• Records:
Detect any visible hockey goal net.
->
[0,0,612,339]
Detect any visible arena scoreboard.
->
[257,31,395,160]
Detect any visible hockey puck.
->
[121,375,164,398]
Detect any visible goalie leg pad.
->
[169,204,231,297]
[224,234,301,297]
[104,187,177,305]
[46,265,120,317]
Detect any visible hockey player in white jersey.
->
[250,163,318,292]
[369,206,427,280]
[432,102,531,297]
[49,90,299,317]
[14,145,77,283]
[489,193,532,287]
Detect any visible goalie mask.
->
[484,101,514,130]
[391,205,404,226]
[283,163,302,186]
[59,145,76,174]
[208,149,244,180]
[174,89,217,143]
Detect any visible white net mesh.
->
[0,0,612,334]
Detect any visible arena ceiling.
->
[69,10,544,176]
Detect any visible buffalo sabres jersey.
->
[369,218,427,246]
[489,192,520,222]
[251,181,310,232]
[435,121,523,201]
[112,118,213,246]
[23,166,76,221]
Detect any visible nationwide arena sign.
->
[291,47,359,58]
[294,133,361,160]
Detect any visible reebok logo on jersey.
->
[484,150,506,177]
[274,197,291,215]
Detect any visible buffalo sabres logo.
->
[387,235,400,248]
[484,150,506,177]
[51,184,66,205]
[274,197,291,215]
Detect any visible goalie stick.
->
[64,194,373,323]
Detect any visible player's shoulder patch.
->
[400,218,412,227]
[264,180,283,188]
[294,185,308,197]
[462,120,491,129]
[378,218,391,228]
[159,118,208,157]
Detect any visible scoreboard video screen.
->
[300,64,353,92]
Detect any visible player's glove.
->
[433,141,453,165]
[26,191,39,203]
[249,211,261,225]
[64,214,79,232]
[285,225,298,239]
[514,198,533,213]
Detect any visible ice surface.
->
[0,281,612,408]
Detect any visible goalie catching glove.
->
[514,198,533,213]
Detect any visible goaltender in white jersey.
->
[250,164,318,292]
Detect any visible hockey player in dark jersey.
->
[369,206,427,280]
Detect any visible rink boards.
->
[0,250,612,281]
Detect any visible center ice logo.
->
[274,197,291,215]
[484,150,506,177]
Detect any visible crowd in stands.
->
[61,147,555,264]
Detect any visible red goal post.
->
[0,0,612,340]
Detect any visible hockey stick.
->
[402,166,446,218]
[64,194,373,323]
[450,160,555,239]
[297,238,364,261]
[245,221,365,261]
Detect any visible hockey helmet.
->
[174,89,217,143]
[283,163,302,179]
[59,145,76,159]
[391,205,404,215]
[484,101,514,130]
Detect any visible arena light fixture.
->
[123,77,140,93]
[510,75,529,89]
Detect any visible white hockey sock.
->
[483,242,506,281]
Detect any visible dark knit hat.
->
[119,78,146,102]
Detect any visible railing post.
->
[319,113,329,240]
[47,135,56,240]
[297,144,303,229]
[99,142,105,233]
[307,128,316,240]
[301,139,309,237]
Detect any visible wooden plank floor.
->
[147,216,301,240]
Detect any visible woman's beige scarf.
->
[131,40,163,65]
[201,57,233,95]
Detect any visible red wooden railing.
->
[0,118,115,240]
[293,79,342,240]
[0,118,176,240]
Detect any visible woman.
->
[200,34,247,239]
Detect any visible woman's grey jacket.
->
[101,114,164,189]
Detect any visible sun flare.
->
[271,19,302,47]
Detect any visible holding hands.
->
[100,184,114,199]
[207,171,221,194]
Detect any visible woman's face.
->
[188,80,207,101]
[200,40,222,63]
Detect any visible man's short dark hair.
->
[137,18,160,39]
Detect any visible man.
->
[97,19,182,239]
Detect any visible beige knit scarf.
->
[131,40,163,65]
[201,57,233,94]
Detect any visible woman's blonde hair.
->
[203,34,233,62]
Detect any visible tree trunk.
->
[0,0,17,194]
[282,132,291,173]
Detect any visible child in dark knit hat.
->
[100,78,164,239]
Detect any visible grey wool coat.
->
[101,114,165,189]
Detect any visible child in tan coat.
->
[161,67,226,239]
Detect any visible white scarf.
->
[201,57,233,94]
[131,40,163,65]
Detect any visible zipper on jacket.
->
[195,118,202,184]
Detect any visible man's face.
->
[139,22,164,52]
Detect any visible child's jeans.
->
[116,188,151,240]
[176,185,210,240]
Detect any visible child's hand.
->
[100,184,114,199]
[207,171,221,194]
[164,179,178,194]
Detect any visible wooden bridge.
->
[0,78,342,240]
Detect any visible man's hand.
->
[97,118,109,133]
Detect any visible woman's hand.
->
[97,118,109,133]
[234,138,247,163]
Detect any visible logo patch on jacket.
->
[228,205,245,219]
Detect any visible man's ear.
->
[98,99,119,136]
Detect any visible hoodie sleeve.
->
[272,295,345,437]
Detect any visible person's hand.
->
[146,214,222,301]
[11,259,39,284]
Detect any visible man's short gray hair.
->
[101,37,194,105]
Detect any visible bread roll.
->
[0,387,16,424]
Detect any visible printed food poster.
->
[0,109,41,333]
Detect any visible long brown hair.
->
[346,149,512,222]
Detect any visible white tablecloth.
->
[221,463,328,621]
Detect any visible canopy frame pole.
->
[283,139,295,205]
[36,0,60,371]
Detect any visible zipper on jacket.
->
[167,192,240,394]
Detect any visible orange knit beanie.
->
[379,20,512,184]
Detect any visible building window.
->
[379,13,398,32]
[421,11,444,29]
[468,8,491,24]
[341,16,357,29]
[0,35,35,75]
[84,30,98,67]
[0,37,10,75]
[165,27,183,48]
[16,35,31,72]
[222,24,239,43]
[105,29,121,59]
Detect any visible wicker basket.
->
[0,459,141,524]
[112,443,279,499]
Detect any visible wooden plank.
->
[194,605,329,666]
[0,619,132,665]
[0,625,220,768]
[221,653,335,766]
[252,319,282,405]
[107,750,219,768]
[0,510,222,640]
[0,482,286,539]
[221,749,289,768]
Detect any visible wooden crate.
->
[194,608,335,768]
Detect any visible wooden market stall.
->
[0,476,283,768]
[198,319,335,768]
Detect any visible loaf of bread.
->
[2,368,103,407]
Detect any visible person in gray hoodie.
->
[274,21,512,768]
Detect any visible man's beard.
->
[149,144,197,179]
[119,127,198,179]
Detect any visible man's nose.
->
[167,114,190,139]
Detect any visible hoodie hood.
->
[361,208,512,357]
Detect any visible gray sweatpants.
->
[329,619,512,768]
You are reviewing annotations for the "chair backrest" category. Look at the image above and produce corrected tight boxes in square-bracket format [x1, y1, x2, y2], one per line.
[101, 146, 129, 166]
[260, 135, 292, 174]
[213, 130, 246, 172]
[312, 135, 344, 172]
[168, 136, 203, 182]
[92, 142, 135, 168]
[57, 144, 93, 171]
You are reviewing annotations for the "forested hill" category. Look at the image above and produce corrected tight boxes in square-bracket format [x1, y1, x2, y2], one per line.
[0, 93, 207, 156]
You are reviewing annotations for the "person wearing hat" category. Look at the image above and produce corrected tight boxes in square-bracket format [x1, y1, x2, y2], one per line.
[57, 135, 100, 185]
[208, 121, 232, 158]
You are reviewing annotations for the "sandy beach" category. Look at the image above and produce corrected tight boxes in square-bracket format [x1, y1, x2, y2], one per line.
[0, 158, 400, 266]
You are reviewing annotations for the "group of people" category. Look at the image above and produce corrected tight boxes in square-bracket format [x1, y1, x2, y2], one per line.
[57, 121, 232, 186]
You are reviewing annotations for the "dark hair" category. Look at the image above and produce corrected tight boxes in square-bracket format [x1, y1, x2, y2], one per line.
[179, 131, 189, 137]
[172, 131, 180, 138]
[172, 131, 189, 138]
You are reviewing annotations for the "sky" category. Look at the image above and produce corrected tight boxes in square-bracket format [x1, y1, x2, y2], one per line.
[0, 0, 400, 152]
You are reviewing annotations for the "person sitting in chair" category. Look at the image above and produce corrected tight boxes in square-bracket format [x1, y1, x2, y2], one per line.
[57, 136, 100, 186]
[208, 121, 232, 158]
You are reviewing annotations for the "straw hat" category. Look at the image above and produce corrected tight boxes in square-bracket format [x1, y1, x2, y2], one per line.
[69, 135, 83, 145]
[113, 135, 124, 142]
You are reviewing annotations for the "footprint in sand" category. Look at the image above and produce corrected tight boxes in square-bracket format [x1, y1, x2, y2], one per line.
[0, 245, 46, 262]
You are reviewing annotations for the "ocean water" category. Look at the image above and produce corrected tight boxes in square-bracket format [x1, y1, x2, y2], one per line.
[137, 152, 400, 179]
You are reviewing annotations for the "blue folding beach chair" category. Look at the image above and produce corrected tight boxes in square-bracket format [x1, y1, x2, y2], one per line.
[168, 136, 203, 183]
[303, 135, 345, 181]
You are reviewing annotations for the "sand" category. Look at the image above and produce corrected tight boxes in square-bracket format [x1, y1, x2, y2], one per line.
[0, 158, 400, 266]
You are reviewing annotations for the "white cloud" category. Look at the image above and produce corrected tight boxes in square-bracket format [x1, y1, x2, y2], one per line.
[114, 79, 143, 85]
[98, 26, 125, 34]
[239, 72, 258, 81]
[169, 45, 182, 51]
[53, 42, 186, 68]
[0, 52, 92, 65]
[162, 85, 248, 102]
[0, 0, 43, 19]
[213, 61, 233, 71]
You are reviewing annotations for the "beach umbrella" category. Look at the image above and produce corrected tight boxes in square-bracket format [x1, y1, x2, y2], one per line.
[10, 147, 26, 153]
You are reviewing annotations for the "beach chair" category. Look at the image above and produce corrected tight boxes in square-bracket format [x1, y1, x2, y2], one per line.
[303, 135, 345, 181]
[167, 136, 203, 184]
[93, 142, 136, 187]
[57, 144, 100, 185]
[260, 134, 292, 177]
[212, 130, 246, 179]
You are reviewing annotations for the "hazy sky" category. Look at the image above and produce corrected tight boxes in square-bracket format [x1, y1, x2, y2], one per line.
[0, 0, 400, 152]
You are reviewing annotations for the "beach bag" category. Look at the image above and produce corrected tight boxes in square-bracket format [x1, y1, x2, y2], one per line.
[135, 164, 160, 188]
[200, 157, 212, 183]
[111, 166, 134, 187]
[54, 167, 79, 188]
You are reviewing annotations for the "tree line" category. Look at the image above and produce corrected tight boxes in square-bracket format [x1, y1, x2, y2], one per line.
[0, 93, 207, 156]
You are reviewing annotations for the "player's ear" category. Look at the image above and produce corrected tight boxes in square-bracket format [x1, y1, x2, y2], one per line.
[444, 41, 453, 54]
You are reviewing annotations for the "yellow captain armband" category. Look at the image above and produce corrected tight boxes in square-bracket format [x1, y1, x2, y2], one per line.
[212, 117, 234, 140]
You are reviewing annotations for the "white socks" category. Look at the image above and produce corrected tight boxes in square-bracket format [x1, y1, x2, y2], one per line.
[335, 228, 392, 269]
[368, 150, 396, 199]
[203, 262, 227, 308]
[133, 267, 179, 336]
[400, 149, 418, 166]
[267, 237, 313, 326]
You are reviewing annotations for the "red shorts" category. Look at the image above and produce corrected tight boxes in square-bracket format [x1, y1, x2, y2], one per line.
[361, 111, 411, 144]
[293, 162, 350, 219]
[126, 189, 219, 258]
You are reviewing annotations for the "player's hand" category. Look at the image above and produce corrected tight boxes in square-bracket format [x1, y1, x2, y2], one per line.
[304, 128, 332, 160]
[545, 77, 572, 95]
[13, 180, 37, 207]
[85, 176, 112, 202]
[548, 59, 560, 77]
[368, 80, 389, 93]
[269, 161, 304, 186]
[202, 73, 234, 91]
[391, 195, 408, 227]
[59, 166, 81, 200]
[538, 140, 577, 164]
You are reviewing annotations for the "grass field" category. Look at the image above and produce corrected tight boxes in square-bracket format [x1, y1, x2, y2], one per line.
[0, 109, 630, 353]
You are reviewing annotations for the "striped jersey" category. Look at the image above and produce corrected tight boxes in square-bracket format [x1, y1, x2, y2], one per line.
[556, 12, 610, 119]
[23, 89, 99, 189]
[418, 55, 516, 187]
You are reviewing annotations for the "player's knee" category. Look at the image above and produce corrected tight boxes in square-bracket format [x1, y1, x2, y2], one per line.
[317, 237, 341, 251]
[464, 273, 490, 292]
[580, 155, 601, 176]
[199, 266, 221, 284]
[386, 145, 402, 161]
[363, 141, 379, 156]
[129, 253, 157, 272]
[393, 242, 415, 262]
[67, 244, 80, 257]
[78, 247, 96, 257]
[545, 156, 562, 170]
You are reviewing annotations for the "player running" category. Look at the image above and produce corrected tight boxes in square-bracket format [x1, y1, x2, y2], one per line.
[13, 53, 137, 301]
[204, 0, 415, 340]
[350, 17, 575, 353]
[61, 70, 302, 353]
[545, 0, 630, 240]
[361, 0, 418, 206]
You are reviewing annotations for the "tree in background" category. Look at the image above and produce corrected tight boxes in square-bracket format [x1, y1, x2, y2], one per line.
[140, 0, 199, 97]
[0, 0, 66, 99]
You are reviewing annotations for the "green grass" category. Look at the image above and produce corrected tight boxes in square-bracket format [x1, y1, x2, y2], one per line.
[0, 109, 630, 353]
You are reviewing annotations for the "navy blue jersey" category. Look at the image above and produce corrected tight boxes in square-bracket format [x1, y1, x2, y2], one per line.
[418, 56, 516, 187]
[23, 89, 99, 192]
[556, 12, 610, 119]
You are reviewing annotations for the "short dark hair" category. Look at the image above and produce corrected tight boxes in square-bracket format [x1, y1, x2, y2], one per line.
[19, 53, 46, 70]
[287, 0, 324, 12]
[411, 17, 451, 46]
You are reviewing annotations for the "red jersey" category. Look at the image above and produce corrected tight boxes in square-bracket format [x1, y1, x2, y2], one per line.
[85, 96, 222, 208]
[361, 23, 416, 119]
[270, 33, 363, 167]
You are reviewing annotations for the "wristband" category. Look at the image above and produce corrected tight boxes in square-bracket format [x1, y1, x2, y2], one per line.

• Objective:
Please rewrite the lines between the line holding "Detect any visible buffalo sabres jersey." and the line holding "[294,133,361,160]", inclusive, keeping the item text as it is. Scale every box coordinate in the answers by 0.7, rounding to whole numbers with halves going up.

• Full solution:
Detect any visible buffalo sabres jersey.
->
[258,153,299,172]
[342,134,364,155]
[176,127,217,162]
[305,85,366,141]
[78,83,149,172]
[16,116,53,155]
Detect any visible nationwide arena sign.
->
[204,33,251,41]
[206,93,253,112]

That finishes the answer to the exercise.